Fortaleza/PMF Addresses Import/Data Conversion

From OpenStreetMap Wiki
Jump to navigation Jump to search
Proposal Data Conversion Work Plan Import Guide Progress

This step serves to describe how the acquisition and conversion of the original data was performed, converting them into OSM tag pattern. This step is only made once.

Data download

Raw data can be downloaded from the aforementioned SDI, through the following procedure:

  • Click on Downloads;
  • Cartografia Base (Base Cartography);
  • Quadras Fiscais (Tax Parcels) and;
  • Select CSV or SHP file, and then download it.

Warning: it could take a while to start the download, it is normal.

Conversion of address numbers

The conversion described here is from the CSV file due to the greater familiarity with this type of file. However, the same procedure can be done with QGIS using SHP, or any programming language.

  • Open Microsoft Excel (or any other spreadsheet editor) without opening the file
  • Go to the Data tab and click on Get Data - From Text/CSV
  • Select the 65001: UTF-8 encoding in the File Source tab so that all accents marks are read correctly
  • Load the data
  • Delete all columns, keeping only the following columns: endereco (address), bairro (neighborhood) and the_geom
  • Save the file in CSV format by clicking on File - Save As - CSV (Comma delimited). Warning: do not choose the CSV UTF-8 option as the accent mark problem will persist.
  • Close Excel and open the saved file directly (without performing the import procedure) by double clicking on the file.

General data cleaning

Initially we need to clean and fix the data first. For this, we will carry out the following procedure:

  • Add a new column (B) next to the endereco column and use the following formula: =TRIM(A2). Do this for all lines.
  • Copy all the lines of the created column and paste on top of the column endereco. A REF error will appear, but click on the paste options (press Ctrl) and select Values.

### What you need to do
1. Decide whether each statement agrees with the Fortaleza address conversion page, and answer yes or no with the words from the page that settle it: (a) the conversion shown there uses the SHP file; (b) this step is done only once; (c) when saving, the CSV UTF-8 option should be chosen.
2. Answer these questions from the Fortaleza address conversion page:
(a) Which encoding should be selected in the File Source tab?
(b) Which columns are kept after the others are deleted?
(c) What formula goes in the new column B?
3. Continue the Fortaleza address conversion page, starting right after its last sentence.
The stored lines that come next are not needed.

[Stored records]

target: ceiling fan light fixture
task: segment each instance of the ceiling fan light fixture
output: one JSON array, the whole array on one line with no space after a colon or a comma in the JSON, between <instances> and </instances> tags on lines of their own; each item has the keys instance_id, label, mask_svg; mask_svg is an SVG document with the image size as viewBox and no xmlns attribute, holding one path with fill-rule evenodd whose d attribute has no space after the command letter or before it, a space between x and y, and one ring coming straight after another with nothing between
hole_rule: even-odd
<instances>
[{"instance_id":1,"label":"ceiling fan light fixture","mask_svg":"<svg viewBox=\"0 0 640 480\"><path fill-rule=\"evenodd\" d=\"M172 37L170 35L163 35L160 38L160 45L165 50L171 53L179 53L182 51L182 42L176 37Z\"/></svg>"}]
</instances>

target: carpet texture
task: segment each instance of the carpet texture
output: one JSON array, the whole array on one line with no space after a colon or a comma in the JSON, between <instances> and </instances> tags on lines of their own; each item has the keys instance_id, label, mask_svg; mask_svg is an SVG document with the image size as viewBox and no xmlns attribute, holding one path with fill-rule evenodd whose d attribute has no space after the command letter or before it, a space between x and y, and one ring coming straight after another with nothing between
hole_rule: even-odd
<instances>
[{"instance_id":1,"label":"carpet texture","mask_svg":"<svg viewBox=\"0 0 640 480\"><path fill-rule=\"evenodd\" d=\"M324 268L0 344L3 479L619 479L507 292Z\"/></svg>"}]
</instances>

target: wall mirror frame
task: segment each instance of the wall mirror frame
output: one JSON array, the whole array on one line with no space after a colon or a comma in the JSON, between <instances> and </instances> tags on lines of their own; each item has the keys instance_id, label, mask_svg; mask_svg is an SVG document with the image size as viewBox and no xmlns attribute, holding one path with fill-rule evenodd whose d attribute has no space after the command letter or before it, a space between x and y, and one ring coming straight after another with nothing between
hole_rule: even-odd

### Results for each task
1.
(a) No: "The conversion described here is from the CSV file due to the greater familiarity with this type of file."
(b) Yes: "This step is only made once."
(c) No: "do not choose the CSV UTF-8 option as the accent mark problem will persist."

2.
(a) 65001: UTF-8
(b) endereco (address), bairro (neighborhood) and the_geom
(c) =TRIM(A2)

3.
  • Clear the previously created column and now use the following formula, copying it to all rows in this column: =LEN(A2)-LEN(SUBSTITUTE(A2,",",""))>1' '
    • This procedure is for checking cells that contain more than one comma, as this will interfere with the separation of the street name and the house number.
  • Add another column next to the one created previously (C) and create a filter for each column, selecting the headers (first row) and going to the Home Page tab - Sort and filter - Filter
  • Filter only the TRUE results from the first column created (B) by clicking the arrow in the header of this column and selecting TRUE only.
  • With the data filtered, add the following formula in the first cell of the empty column on the side, then copy it to all the filtered cells below: =SUBSTITUTE(A2071,",","",1) (change A2071 by the first filtered cell).
  • Remove the filter created previously and create a new column next to the one created previously.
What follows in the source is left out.